**Data to use**.
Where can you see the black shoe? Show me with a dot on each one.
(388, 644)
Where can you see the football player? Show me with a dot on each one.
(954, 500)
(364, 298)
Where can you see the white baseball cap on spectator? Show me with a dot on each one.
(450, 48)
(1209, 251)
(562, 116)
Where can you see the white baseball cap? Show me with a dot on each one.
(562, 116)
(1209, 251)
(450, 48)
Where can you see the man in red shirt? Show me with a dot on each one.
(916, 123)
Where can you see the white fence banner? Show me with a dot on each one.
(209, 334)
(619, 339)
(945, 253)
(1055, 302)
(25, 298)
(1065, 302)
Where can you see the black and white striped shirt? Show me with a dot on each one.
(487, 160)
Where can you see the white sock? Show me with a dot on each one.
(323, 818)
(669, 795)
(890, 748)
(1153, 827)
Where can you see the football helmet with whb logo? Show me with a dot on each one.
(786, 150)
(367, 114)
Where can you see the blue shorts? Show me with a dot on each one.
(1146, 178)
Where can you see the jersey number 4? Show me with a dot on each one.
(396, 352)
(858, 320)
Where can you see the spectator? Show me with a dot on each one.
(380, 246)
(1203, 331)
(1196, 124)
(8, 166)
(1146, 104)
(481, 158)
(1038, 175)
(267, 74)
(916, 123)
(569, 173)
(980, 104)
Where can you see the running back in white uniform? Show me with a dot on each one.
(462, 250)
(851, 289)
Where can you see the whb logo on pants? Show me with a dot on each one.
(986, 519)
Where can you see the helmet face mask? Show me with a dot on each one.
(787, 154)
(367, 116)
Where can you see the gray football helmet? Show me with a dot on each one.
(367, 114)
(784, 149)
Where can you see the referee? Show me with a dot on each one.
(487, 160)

==

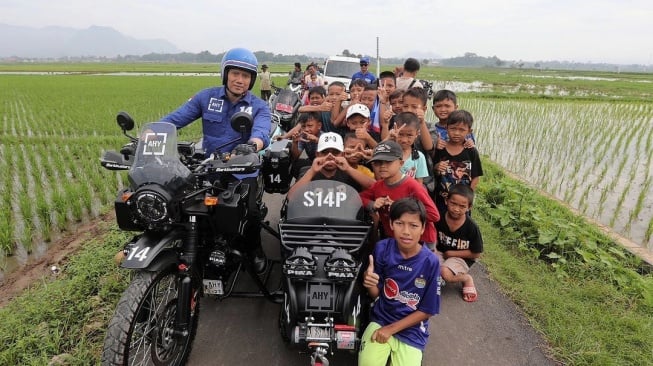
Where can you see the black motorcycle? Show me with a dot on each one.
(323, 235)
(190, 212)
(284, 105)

**Exercise objective**. Render the data from the line containing "Where can you see the football helmet" through the line containing "(1146, 178)" as a numbered list, leaving out any blank lines.

**Exercise response**.
1. Where can you see the football helmet with whb logo? Show me with a dot on each one.
2. (786, 150)
3. (367, 114)
4. Where can you see the blue shorts? Show me with a dot on each one.
5. (1146, 178)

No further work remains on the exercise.